Exercise directions ::
Copy the listing below exactly, but skip the pictures.

Provided information ::

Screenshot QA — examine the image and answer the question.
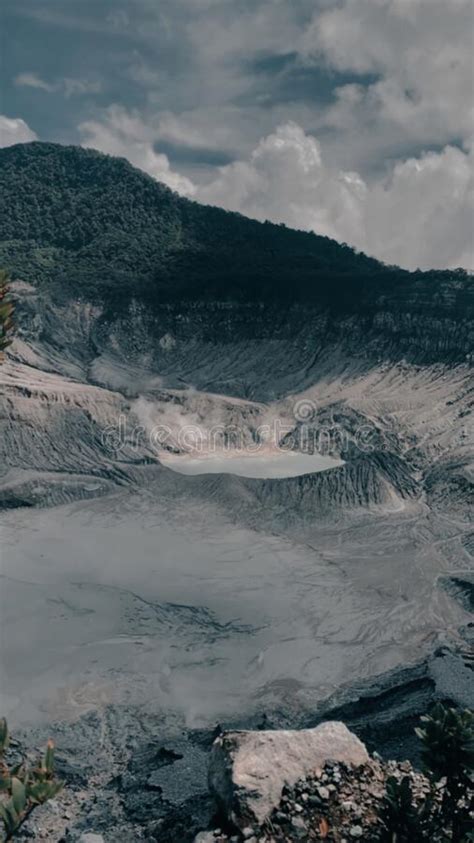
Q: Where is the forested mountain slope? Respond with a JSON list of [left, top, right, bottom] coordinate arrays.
[[0, 142, 471, 319]]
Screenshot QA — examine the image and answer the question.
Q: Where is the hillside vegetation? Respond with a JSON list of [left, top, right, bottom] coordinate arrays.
[[0, 142, 471, 317]]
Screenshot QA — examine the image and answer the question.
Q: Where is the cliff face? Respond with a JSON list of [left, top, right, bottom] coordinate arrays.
[[9, 289, 474, 404]]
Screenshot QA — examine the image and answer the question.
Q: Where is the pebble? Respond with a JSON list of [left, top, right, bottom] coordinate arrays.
[[291, 816, 306, 830], [242, 829, 255, 840], [294, 803, 303, 813], [350, 826, 364, 839], [317, 786, 330, 800], [48, 799, 61, 815], [78, 835, 106, 843], [290, 816, 307, 840]]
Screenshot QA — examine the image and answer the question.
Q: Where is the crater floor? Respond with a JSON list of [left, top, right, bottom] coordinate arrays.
[[1, 478, 471, 729]]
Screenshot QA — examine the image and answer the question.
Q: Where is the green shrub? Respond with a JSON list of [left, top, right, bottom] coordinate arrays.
[[379, 774, 434, 841], [0, 718, 64, 841], [416, 704, 474, 841], [416, 704, 474, 789], [379, 703, 473, 842]]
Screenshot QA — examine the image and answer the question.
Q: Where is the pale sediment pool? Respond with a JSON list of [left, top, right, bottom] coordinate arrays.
[[160, 451, 344, 479]]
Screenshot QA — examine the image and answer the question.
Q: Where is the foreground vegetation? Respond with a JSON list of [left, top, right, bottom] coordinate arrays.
[[0, 719, 64, 841], [380, 704, 473, 841]]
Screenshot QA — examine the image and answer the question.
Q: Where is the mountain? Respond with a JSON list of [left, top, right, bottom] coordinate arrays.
[[0, 141, 472, 505], [0, 142, 472, 315], [0, 141, 472, 409], [0, 142, 473, 841]]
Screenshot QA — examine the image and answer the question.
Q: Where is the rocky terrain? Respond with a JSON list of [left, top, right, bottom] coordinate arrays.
[[0, 143, 472, 840], [11, 702, 473, 842], [201, 755, 441, 842]]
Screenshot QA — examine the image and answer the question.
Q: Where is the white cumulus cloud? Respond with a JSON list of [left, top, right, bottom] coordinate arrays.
[[197, 122, 366, 247], [78, 106, 195, 196], [197, 122, 473, 270], [0, 115, 38, 148], [302, 0, 474, 161]]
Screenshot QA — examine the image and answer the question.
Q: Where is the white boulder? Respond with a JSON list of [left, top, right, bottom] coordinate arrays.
[[209, 721, 368, 827]]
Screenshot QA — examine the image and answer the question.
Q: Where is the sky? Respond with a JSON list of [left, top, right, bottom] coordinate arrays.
[[1, 0, 473, 271]]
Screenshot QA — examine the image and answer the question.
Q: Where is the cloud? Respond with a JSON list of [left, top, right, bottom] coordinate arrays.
[[301, 0, 474, 157], [0, 115, 38, 147], [78, 105, 195, 196], [5, 1, 473, 271], [197, 122, 366, 245], [8, 0, 471, 178], [62, 78, 102, 98], [197, 122, 473, 270], [364, 141, 474, 270], [15, 72, 101, 98], [14, 72, 55, 92]]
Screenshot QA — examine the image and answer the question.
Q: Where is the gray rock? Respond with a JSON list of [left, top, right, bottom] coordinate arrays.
[[208, 722, 368, 828], [47, 799, 61, 815], [78, 835, 105, 843], [350, 827, 364, 839], [342, 800, 356, 811], [193, 833, 216, 843], [291, 816, 307, 838]]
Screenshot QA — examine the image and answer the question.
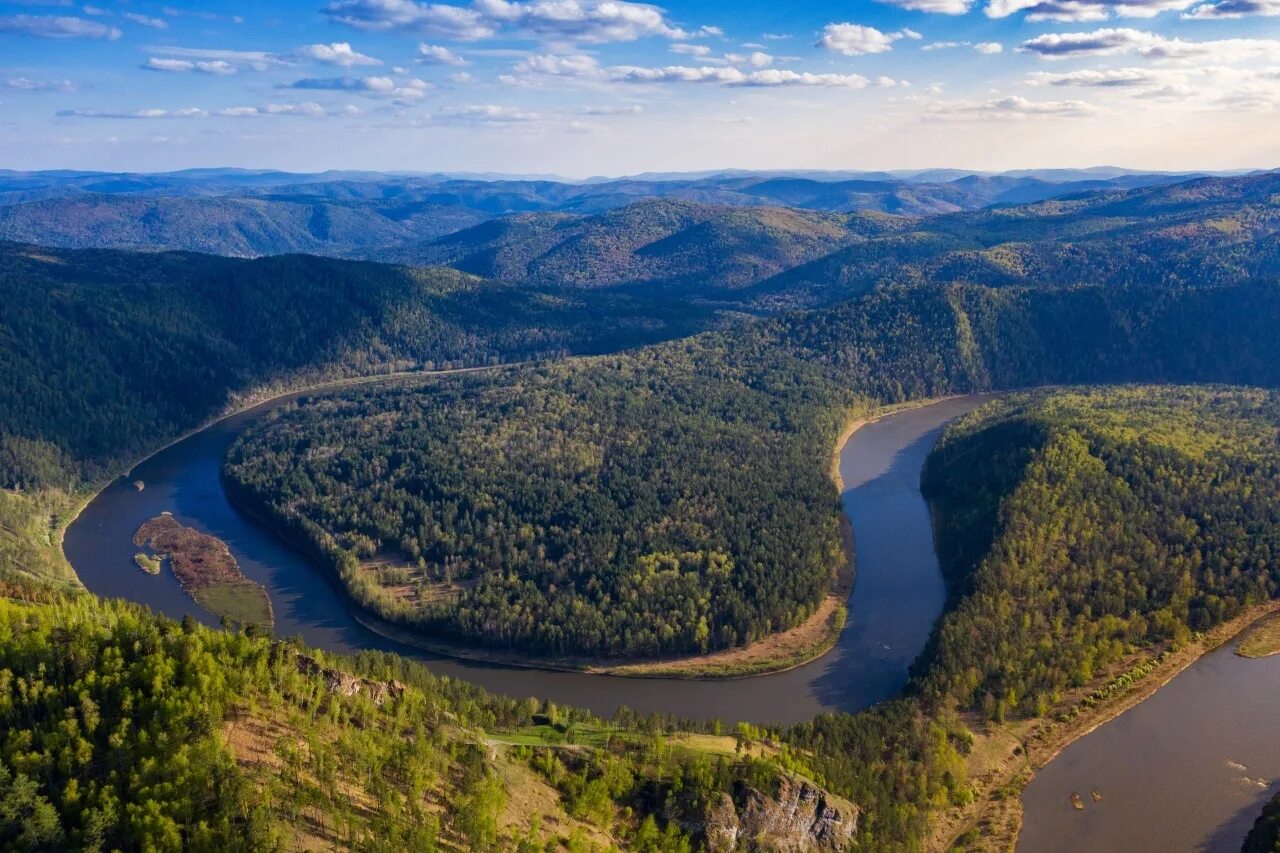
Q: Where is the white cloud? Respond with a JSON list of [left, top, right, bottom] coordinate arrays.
[[875, 0, 973, 14], [284, 75, 432, 100], [219, 102, 332, 117], [450, 71, 474, 82], [670, 43, 712, 56], [927, 95, 1098, 119], [0, 14, 120, 38], [298, 42, 382, 66], [324, 0, 705, 43], [147, 47, 286, 72], [731, 69, 871, 87], [816, 23, 901, 56], [577, 104, 642, 114], [143, 58, 238, 74], [123, 12, 168, 28], [417, 43, 468, 65], [986, 0, 1202, 19], [57, 107, 209, 119], [438, 103, 542, 122], [974, 41, 1004, 53], [725, 51, 774, 67], [3, 77, 76, 92], [1184, 0, 1280, 16], [511, 53, 871, 87], [1019, 28, 1280, 61], [1028, 66, 1163, 85]]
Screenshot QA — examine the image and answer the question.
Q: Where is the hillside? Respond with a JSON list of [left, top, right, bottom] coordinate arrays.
[[388, 199, 898, 291], [0, 586, 865, 851], [751, 171, 1280, 307], [0, 195, 487, 258], [0, 242, 719, 493], [222, 281, 1280, 661], [0, 169, 1208, 262]]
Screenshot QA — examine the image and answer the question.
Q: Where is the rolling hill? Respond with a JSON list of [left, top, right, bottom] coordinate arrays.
[[387, 198, 907, 291]]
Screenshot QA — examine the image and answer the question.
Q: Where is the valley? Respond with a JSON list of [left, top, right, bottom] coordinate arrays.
[[5, 169, 1280, 851]]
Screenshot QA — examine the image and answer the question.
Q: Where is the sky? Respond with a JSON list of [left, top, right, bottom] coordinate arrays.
[[1, 0, 1278, 176]]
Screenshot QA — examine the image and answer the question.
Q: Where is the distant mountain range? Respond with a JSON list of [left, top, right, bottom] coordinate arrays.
[[0, 167, 1267, 261]]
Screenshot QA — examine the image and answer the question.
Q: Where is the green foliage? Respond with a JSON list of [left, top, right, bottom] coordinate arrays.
[[225, 281, 1280, 659], [0, 590, 772, 850], [0, 241, 716, 491], [921, 387, 1280, 718]]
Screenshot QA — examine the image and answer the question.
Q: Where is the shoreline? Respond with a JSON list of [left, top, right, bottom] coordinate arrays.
[[929, 599, 1280, 852], [229, 392, 965, 679], [221, 411, 878, 680], [55, 362, 521, 583]]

Finished exercise ::
Screenshot QA — examine the image and answer the question.
Q: Where is the forested mountain slope? Respond with a JSON list of [left, top, right, bottom] coordinate arrays.
[[0, 142, 471, 319]]
Screenshot QA — examine the image and answer the question.
Q: Where is the hillside vegetation? Respond with a JSON list of [left, top, right, bottom] coordinate arrays.
[[0, 142, 471, 317]]
Screenshot QA — examine the image and answer the question.
Q: Where is the cliff face? Respond with a JSON list of [left, top, right, bottom] coordinate arrays.
[[9, 289, 474, 404]]
Screenshot QA — examine the image and answer the question.
Q: Where is the pebble? Respond with a JSON list of [left, top, right, bottom] coordinate arrays.
[[291, 816, 306, 830], [242, 829, 255, 840], [294, 803, 303, 813], [350, 826, 364, 839], [317, 786, 330, 800], [48, 799, 61, 815], [78, 835, 106, 843], [290, 816, 307, 840]]
Screenshot QA — examine the image and answer the question.
Q: Where is the crater floor? Respond with a JSON list of [left, top, right, bottom] coordinate arrays.
[[1, 478, 471, 729]]
Screenshot QA — examine the image and answer the question.
Q: Where is the green shrub? Respond with a JSON list of [left, top, right, bottom] coordinate arrays.
[[379, 774, 434, 841], [0, 718, 64, 841], [416, 704, 474, 841], [416, 704, 474, 789], [379, 703, 473, 842]]
Screenshot QA — examine the image and answer the question.
Q: Where is the pale sediment pool? Respond with a JSON list of [left, top, right, bottom] coordinate arrays.
[[160, 451, 344, 479]]
Screenshot QA — examine the image and answer the question.
Q: Where is the foreground vegetation? Respond with a JSON list of [left, top, right, bottom] coordinate arrays.
[[0, 719, 64, 841], [380, 704, 473, 841]]
Screenshot QA — examine the image and answer the question.
Q: Where is the mountain? Respond with a JSON list of [left, top, right, bottom] coordinate arrays.
[[0, 141, 472, 505], [0, 142, 472, 315], [0, 141, 472, 409], [0, 142, 473, 841]]
Screenshot QA — examine the image and answer the question.
Q: Where is the rocky terrain? Respond with a JSON list of [left, top, right, bottom] coordinate arrays.
[[0, 143, 472, 840], [11, 702, 473, 842], [201, 755, 441, 842]]
Screenshot QA — examine the image and answer the question.
Q: Where is the white cumulus cloud? Respond with a JSON list of [left, top, right, bottom] coordinate arrays.
[[197, 122, 366, 247], [78, 106, 195, 196], [197, 122, 473, 270], [0, 115, 38, 148], [302, 0, 474, 161]]
Screenshot QA — examine the image and answer the question.
Q: Where is the white boulder? Respond with a JSON list of [left, top, right, bottom] coordinate arrays.
[[209, 721, 368, 827]]
Screenshot QA — examine the image and answer the question.
Q: Where is the sky? Respond with a JSON list of [left, top, right, bottom] coordinate arrays.
[[1, 0, 473, 271]]
Screenshot QA — examine the image and answer the question.
Q: Where is the cloud? Respond with a JSON list of [left, top, right, bottom] coordinate arrays.
[[301, 0, 474, 157], [0, 115, 38, 147], [78, 105, 195, 196], [5, 1, 473, 271], [197, 122, 366, 245], [8, 0, 471, 178], [62, 78, 102, 98], [197, 122, 473, 270], [364, 141, 474, 270], [15, 72, 101, 98], [14, 72, 55, 92]]
Screenshot QA — examine the image and answer the question.
Q: Where is the gray rock? Respond with a JSON list of [left, top, right, bottom] coordinate arrays.
[[208, 722, 368, 828], [47, 799, 61, 815], [78, 835, 105, 843], [350, 827, 364, 839], [342, 800, 356, 811], [193, 833, 216, 843], [291, 816, 307, 838]]
Screenshot QA — examine the image and answer the question.
Q: Where is the white cloud? Respond with a JSON list of [left, top, right, bottom] coordinate arrays.
[[875, 0, 973, 14], [284, 75, 432, 100], [219, 102, 332, 117], [450, 71, 474, 82], [670, 43, 712, 56], [927, 95, 1098, 119], [0, 14, 120, 38], [298, 42, 382, 66], [324, 0, 705, 43], [147, 47, 286, 72], [731, 69, 871, 87], [816, 23, 901, 56], [577, 104, 642, 114], [143, 58, 238, 74], [123, 12, 168, 28], [417, 43, 468, 65], [986, 0, 1202, 19], [57, 107, 209, 119], [438, 103, 542, 122], [974, 41, 1004, 53], [725, 51, 774, 67], [3, 77, 76, 92], [1184, 0, 1280, 16], [511, 53, 871, 87], [1019, 28, 1280, 61], [1028, 66, 1163, 85]]
Screenshot QA — examine the image and answer the question.
Q: Where is the hillside? Respond with a JSON list of [left, top, right, bottom] coordinate arrays.
[[388, 199, 898, 291], [0, 586, 865, 851], [751, 171, 1280, 307], [0, 195, 487, 258], [0, 242, 719, 493], [222, 281, 1280, 661], [0, 169, 1208, 262]]
Screenshot QA — examine the image and answer the question.
Q: Where is the rolling hill? Respond with a JSON list of [left, top, right, bottom] coordinate arrays.
[[387, 198, 907, 291]]
Screenshot QA — examine the image and answer the question.
Q: Where is the valley? Respond with a JSON list of [left, top, right, bottom] coordinate arrays.
[[5, 169, 1280, 851]]
Screenshot QA — examine the image and answer the question.
Q: Where is the sky? Respond with a JSON list of [left, top, right, bottom] coordinate arrays.
[[1, 0, 1278, 176]]
Screenshot QA — examine the image and answer the question.
Q: Where is the distant mountain range? Respond with a JSON list of [left, top, right, bottom] coordinate arrays.
[[0, 167, 1267, 261]]
Screenshot QA — examine the image and answer the question.
Q: Where is the green foliage? Respond with a JSON list of [left, top, right, bottom] coordinate arrays.
[[225, 281, 1280, 659], [0, 590, 772, 850], [0, 241, 716, 491], [921, 387, 1280, 718]]
Screenshot QA — examine the image and answer the question.
Q: Where is the shoreline? Respond with a JSON list of [left, top, right, bottom] coordinate arrays.
[[929, 599, 1280, 852], [229, 392, 965, 679], [221, 411, 878, 680], [55, 362, 521, 583]]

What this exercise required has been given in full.